◆ **EXERCISE BRIEF**:
Reproduce the following records exactly from the line containing "Target: woman's ear" onward, ending with the last line and including it.

◆ **DATA FOR ANALYSIS**:
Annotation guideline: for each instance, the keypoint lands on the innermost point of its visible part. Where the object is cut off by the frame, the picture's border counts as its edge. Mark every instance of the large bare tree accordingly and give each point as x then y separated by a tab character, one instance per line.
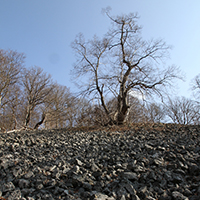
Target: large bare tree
120	62
11	63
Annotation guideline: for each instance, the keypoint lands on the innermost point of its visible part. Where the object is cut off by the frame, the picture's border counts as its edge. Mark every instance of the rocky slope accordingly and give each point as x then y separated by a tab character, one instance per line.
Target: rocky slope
139	162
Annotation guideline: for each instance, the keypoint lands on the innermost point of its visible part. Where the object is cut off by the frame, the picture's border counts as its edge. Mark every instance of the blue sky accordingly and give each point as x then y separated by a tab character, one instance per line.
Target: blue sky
44	30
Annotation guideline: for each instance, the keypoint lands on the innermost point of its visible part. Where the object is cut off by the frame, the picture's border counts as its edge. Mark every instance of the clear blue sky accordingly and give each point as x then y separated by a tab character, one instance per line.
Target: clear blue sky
44	30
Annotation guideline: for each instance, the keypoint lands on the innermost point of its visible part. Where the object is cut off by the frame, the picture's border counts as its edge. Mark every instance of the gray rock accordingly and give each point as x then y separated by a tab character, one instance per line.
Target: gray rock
178	196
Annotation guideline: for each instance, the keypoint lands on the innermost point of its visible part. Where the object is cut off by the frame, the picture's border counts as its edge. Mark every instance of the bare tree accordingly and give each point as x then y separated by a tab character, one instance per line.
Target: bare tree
121	62
155	113
182	110
37	87
11	64
195	86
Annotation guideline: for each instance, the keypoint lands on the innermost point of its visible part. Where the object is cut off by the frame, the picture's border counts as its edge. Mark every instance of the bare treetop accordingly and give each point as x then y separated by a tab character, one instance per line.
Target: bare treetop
120	62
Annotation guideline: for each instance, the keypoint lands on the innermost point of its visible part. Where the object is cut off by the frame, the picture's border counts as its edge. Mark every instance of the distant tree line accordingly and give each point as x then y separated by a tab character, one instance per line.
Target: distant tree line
113	67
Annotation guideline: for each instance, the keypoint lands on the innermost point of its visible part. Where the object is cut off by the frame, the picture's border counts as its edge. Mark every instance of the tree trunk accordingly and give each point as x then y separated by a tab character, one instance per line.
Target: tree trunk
41	121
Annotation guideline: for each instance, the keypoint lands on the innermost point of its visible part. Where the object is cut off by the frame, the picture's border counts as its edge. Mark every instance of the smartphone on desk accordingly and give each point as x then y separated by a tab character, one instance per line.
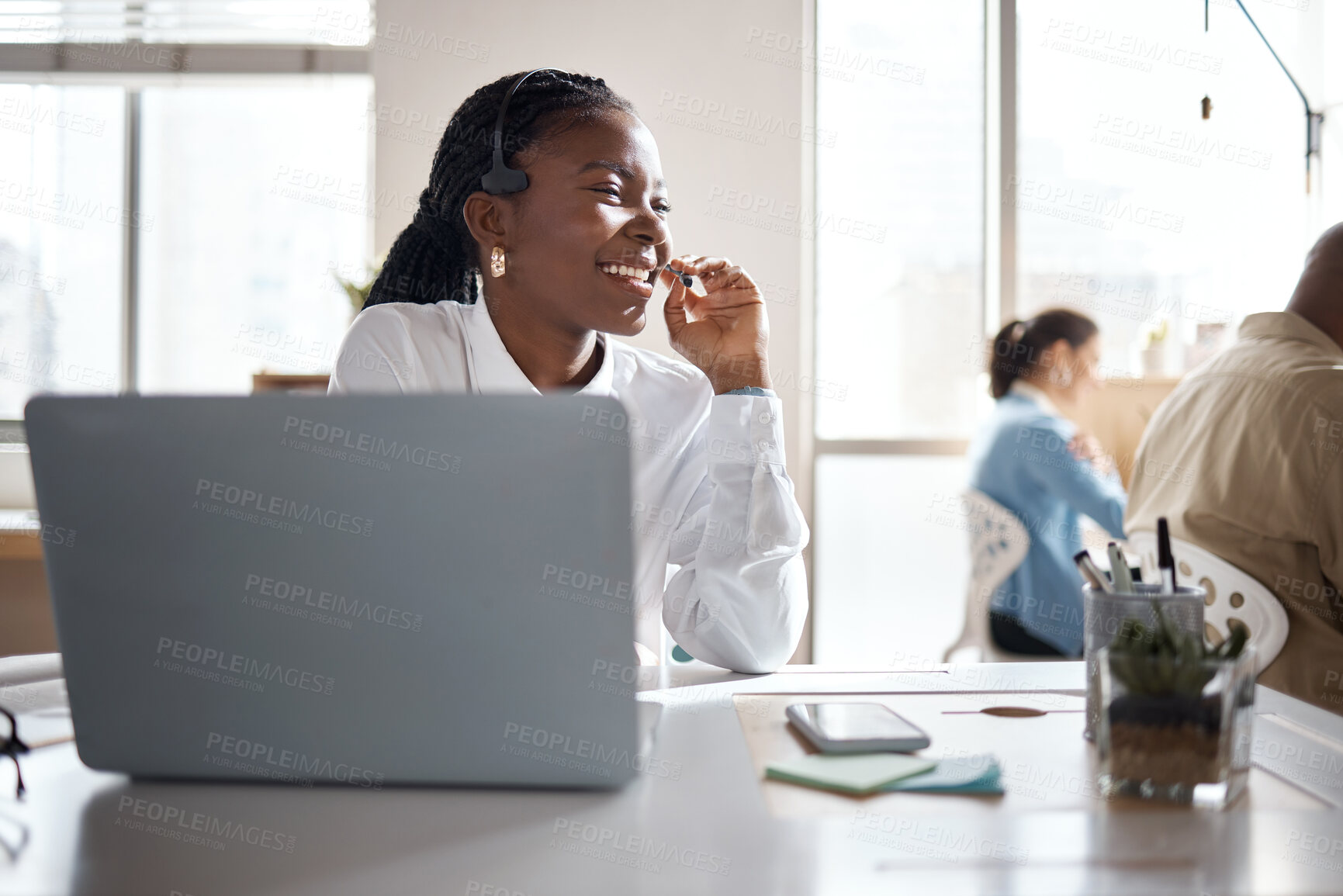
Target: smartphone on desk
856	727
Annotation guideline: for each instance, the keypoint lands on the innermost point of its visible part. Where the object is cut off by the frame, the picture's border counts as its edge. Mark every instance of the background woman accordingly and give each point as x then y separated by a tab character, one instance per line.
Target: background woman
1030	458
516	292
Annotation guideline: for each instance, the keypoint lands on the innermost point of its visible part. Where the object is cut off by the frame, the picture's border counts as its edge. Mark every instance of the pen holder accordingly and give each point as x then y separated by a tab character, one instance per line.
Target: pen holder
1106	613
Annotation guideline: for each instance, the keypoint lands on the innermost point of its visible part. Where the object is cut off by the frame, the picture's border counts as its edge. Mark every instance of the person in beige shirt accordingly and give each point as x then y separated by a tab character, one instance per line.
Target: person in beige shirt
1260	427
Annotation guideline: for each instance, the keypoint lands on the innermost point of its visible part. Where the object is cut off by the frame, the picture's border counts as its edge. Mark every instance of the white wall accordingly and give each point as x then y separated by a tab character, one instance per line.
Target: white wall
652	55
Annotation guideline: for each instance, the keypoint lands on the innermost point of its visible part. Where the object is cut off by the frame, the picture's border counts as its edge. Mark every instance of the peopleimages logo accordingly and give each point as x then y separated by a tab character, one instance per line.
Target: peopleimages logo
372	445
279	508
176	822
244	756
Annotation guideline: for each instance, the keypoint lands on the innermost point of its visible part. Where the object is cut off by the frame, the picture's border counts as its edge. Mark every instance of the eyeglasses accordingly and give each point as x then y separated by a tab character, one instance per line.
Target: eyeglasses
12	747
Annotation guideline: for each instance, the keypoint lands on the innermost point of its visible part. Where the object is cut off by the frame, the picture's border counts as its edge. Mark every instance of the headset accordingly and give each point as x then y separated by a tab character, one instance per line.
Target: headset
501	179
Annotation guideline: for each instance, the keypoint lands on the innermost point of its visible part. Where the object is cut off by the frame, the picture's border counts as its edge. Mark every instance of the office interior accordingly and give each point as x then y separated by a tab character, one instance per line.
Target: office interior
198	195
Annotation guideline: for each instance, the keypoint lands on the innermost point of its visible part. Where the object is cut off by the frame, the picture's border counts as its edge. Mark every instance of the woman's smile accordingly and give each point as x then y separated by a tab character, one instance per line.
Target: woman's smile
632	278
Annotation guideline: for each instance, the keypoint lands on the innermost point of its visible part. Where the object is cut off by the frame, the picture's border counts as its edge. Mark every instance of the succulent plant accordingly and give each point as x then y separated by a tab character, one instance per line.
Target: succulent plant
1165	660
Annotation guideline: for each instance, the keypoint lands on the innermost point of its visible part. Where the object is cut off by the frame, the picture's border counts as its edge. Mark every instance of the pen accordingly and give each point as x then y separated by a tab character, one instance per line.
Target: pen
681	275
1089	570
1119	570
1163	555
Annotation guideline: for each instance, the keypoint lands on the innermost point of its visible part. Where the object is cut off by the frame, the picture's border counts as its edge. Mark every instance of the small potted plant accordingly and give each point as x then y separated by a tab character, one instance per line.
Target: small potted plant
1175	714
356	290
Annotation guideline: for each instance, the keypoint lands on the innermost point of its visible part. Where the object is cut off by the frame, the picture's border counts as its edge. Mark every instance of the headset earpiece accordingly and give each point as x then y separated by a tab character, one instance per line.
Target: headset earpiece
501	179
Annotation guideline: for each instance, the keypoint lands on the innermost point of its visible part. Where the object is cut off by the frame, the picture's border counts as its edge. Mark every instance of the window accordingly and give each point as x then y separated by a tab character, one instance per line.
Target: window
61	240
898	308
255	198
1130	206
250	196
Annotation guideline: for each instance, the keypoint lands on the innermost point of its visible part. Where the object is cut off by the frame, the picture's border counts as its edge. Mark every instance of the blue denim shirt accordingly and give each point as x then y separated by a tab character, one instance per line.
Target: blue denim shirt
1021	460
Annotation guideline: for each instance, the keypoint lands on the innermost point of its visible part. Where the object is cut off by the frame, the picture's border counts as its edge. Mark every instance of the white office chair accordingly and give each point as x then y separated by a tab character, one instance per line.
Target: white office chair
1232	594
998	543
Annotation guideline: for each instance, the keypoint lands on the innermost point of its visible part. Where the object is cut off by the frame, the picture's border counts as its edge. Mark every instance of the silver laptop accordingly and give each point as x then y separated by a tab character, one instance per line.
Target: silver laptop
364	590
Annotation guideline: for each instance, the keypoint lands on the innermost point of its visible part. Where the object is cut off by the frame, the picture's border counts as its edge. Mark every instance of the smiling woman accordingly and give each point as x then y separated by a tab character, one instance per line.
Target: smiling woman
514	269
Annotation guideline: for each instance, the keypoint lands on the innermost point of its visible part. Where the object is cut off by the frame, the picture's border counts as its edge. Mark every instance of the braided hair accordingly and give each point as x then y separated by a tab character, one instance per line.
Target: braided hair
435	257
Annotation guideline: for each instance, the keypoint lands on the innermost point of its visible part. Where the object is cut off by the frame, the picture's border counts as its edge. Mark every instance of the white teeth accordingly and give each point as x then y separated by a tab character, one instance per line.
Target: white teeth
625	270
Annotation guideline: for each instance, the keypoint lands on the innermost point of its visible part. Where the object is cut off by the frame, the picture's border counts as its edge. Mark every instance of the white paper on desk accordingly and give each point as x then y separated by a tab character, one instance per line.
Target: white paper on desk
42	711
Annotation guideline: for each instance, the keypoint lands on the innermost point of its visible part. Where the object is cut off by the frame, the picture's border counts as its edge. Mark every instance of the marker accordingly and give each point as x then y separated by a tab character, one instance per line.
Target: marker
1091	571
1119	570
1165	560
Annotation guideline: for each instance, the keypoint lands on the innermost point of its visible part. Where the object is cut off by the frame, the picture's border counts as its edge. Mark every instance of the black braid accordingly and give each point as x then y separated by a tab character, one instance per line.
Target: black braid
435	257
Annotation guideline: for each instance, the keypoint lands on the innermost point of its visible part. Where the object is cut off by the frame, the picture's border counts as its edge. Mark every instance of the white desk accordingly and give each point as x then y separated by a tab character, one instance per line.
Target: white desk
705	822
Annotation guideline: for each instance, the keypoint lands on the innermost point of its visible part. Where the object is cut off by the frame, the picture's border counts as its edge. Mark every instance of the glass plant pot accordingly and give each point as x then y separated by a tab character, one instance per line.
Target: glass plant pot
1108	614
1189	745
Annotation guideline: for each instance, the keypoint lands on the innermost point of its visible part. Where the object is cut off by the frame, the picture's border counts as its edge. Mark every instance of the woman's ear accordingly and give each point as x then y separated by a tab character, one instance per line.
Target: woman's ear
484	215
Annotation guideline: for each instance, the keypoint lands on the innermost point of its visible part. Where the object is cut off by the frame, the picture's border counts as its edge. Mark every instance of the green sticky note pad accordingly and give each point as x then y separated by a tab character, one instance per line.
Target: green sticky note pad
849	774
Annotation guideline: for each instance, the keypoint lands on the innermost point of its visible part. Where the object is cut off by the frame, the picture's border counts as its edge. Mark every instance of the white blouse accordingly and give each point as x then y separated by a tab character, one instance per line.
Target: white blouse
718	532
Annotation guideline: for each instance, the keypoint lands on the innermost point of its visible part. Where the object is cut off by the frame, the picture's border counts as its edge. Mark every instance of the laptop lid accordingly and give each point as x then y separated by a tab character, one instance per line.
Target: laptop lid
363	590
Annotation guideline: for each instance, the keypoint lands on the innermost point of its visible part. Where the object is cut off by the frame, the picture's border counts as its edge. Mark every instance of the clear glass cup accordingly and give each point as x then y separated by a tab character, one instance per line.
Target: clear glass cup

◆ **EXERCISE ANSWER**:
Target: woman's ear
484	215
Annotation guideline: for each instance, the keypoint lands on the innermost point of its visible part. Where the object is cut off by the frame, the picture's border counts as its edge. Mark every instance of the green sticky note pad accordingly and give each point as x then y separated by a tab character, one instance per line.
Target: green sticky note pad
849	774
Annotation guideline: for each instance, the keypoint lands on the innermost point of its visible part. Where the object is cut off by the frame, the picture's border counts as its edge. Mark every instance of the white blouse accordingly and give each point as x then y separated by a tab character, one instance per line.
Target: white blouse
718	532
Annotation guideline: for each instance, the keypoint lands on the innermost point of its visible part. Where the object is cut off by the frame, the picture's border counts as its edge. Mark every instance of the laptop lid accordingly and give each point as x then y separated by a tab character, one instance per line.
Target: laptop lid
363	590
Annotation guideline: for each instance, the keypoint lands on the innermost point of its visible part. Where the object is cut off by the frame, the picture's border counts as its edge. Mark every instance of the clear glass cup accordingly and give each point as x then y separated by a tab character, one instance per line.
Target: clear glass cup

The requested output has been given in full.